> _Object location annotation data_
_____
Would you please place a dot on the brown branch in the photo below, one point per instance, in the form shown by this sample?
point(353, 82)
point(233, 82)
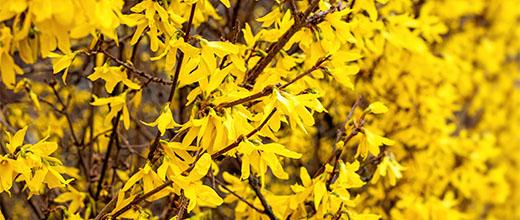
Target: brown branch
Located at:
point(269, 89)
point(133, 69)
point(67, 116)
point(274, 48)
point(239, 197)
point(242, 137)
point(187, 29)
point(104, 167)
point(140, 198)
point(340, 133)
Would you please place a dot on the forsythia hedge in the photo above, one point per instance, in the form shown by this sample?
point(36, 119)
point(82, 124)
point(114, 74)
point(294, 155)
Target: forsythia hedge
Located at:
point(248, 109)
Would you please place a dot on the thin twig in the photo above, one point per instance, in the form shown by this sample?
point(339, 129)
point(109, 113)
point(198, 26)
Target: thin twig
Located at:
point(140, 198)
point(253, 182)
point(239, 197)
point(242, 137)
point(269, 89)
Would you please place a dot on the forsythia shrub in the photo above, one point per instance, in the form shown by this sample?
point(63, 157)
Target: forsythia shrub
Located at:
point(248, 109)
_____
> _Objective_
Reproduce all of the entries with "Located at:" replaced by "Found at:" and nothing else altered. Leave out the pictures.

> _Task answer_
Would you please place a dot on the brown branch in the photo below, one point per instance, in the form shown by this sample?
point(353, 82)
point(233, 82)
Target: brown branch
Found at:
point(269, 89)
point(133, 69)
point(67, 116)
point(274, 48)
point(239, 197)
point(242, 137)
point(187, 29)
point(104, 167)
point(140, 198)
point(340, 133)
Would you please place a dot on the forsythia hedge in the photo above, one point per instance, in the form shown by this sample?
point(36, 119)
point(82, 124)
point(114, 74)
point(294, 155)
Target: forsythia hedge
Found at:
point(248, 109)
Would you please place a dot on the thin twig in the photo above, one point per instance, in the form shown by this sample?
point(339, 129)
point(109, 113)
point(198, 26)
Target: thin twig
Found at:
point(140, 198)
point(253, 182)
point(239, 197)
point(242, 137)
point(269, 89)
Would you please place a dot on the forsythia shrub in the photo above, one point per instance, in the form shown by this sample?
point(63, 157)
Target: forsythia shrub
Found at:
point(248, 109)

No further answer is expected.